To do -
Retype the records exactly.

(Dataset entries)
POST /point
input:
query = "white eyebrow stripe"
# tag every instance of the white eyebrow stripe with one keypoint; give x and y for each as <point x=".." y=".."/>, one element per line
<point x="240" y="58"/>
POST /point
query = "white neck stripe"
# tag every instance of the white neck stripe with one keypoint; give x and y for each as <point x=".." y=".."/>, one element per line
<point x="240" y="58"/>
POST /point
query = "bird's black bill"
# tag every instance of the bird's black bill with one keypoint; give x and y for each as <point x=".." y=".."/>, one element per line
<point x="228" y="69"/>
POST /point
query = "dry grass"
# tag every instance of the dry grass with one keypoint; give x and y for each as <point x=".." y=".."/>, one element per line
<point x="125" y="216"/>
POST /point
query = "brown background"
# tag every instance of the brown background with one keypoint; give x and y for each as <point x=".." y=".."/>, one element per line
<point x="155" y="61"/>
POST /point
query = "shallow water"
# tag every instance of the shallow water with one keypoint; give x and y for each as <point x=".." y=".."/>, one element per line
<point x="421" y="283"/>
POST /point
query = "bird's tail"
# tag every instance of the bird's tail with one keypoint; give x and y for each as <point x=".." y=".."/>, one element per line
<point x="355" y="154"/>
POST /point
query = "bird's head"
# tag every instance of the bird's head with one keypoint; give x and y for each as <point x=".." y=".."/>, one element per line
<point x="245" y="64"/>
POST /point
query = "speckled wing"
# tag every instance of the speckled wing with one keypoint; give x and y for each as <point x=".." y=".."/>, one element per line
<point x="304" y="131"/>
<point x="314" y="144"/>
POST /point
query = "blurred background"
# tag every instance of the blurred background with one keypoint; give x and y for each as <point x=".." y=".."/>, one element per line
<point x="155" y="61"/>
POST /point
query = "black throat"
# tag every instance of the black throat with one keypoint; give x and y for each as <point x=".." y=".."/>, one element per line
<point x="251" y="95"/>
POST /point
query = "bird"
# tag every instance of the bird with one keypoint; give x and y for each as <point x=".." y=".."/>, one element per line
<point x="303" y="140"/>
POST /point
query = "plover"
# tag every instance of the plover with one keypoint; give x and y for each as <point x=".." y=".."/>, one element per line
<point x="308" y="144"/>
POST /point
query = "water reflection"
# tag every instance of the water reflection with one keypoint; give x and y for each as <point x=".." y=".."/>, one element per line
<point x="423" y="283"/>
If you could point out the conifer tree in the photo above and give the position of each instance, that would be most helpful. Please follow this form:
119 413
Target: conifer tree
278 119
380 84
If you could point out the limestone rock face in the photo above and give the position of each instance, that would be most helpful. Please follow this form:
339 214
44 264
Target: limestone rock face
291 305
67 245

Written answer -
POST /point
input:
query = "white eyebrow stripe"
# tag every instance of the white eyebrow stripe with one keypoint; give x and y for each as <point x=".." y=".."/>, one element per line
<point x="240" y="58"/>
POST /point
query = "white neck stripe"
# tag every instance of the white neck stripe with one keypoint; give x and y for each as <point x=".." y=".."/>, one element per line
<point x="240" y="58"/>
POST /point
query = "bird's black bill"
# tag every instance of the bird's black bill with one keypoint; give x and y for each as <point x=".." y=".."/>, one element per line
<point x="228" y="69"/>
POST /point
query = "dry grass"
# tag every instance of the dry grass with one keypoint; give x and y for each as <point x=".." y=".."/>, one element per line
<point x="125" y="216"/>
POST /point
query = "brown background"
# tag every instance of the brown background with one keypoint; give x and y for each as <point x=".." y=".."/>, one element per line
<point x="155" y="61"/>
POST /point
query = "shallow water"
# tag every instance of the shallow water with one keypoint; give x and y for each as <point x=".." y=".."/>, one element per line
<point x="421" y="283"/>
POST /point
query = "bird's tail"
# tag every instance of the bird's tail with one keypoint; give x and y for each as <point x=".." y=".."/>, one element per line
<point x="355" y="154"/>
POST /point
query = "bird's head"
# tag every instance of the bird's head with one keypoint; give x and y for each as <point x=".." y=".."/>, one element per line
<point x="245" y="64"/>
POST /point
query = "speckled wing"
# tag every instance of the speckled wing with one keypoint; give x and y for each as <point x=".." y=".."/>, one element per line
<point x="304" y="131"/>
<point x="314" y="144"/>
POST /point
query = "blurred background"
# tag every instance of the blurred background with one keypoint; give x and y for each as <point x=".." y=".."/>, one element per line
<point x="155" y="61"/>
POST /point
query = "black throat"
# tag every instance of the black throat with one keypoint; give x and y for each as <point x=".." y=".."/>, one element per line
<point x="251" y="95"/>
POST /point
query = "bird"
# tag every instance of the bird with one keypoint; give x and y for each as <point x=".." y=".."/>, one element per line
<point x="303" y="140"/>
POST /point
query = "plover"
# tag every instance of the plover with one keypoint; give x and y for each as <point x=".." y=".."/>, one element per line
<point x="308" y="144"/>
POST /point
query = "water reflection"
# tag every instance of the water reflection with one keypoint; give x and y for each as <point x=".." y=".."/>, one element per line
<point x="423" y="283"/>
If you could point out the conifer tree in the photo above and give the position of each instance, that would be most helpful. Please follow this form:
119 413
Target: conifer tree
278 119
380 84
If you could point out the limestone rock face in the photo above and give the position of each instance, that would be most helpful. Please follow this form:
339 214
44 264
Target: limestone rock face
291 305
67 245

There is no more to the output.